§ Materials provided
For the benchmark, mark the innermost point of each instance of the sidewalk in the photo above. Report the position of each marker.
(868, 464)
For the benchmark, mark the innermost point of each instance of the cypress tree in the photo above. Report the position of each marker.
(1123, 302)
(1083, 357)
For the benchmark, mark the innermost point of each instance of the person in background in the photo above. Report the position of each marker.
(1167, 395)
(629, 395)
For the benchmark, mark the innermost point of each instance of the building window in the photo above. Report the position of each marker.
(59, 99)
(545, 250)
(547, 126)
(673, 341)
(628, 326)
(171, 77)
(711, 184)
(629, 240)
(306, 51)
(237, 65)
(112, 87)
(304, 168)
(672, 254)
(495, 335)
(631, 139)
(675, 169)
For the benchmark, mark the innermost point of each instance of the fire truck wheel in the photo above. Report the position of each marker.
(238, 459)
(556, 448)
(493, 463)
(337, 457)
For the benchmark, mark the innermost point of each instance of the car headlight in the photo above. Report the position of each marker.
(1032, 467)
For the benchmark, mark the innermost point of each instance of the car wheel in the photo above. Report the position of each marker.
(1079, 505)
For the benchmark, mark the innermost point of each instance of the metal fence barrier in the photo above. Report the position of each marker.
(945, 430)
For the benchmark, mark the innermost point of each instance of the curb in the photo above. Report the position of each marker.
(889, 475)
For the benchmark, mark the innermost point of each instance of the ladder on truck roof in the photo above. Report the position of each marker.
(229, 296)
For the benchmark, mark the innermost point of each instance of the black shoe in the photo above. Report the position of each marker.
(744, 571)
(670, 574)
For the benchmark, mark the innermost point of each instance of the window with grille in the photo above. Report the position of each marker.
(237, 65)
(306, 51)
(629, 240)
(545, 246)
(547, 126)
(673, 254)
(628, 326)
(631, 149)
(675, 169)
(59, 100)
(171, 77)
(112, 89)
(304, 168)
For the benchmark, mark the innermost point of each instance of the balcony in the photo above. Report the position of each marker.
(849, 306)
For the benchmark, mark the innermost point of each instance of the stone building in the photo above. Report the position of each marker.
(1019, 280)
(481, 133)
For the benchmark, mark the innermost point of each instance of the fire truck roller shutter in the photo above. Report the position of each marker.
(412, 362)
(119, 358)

§ Instruction
Revise the entries from the line containing "the car headlight" through the end of the entries, inclusive, changing "innermost point" to "central point" and leaving all else unchanged. Return only those lines.

§ Response below
For the benchmark, mark the central point of each instance of the car headlight in the photo above. Report the position of each marker.
(1032, 467)
For the benchmark, mark the central point of each instance of the car wheel in the photo above. Report the position of each marker.
(1079, 505)
For the benchmark, mark the central point of each instance of the metal fence barrier in the photo above. Report the position of each marker.
(945, 430)
For the benchmark, mark the central point of each instance of the curb in the photo above. Report the position of each marker.
(889, 475)
For the benchmark, mark the central point of each instance of the ladder on truck roof in the photo above. Report the position of each marker.
(229, 296)
For the benchmark, mark the central point of each instance of the black shoe in the photo above. Report the position of each marker.
(744, 571)
(670, 574)
For the benchmark, mark the central point of each instance of the window with grille in the photo above. Report the position of each marker.
(237, 65)
(306, 51)
(629, 240)
(545, 246)
(547, 126)
(673, 254)
(628, 326)
(631, 149)
(675, 169)
(59, 100)
(171, 77)
(112, 89)
(304, 168)
For the benchmark, mark the central point of each instance of the balcony in the photo above. Report the position of each marker.
(849, 306)
For the benchmark, mark the central point of each instance of the stone building in the photo above. Report the position of each marker.
(1019, 280)
(481, 133)
For the benchmark, mark the central point of each instance of the fire truck roller shutter in the photo above. Report the position of each marker.
(412, 362)
(119, 358)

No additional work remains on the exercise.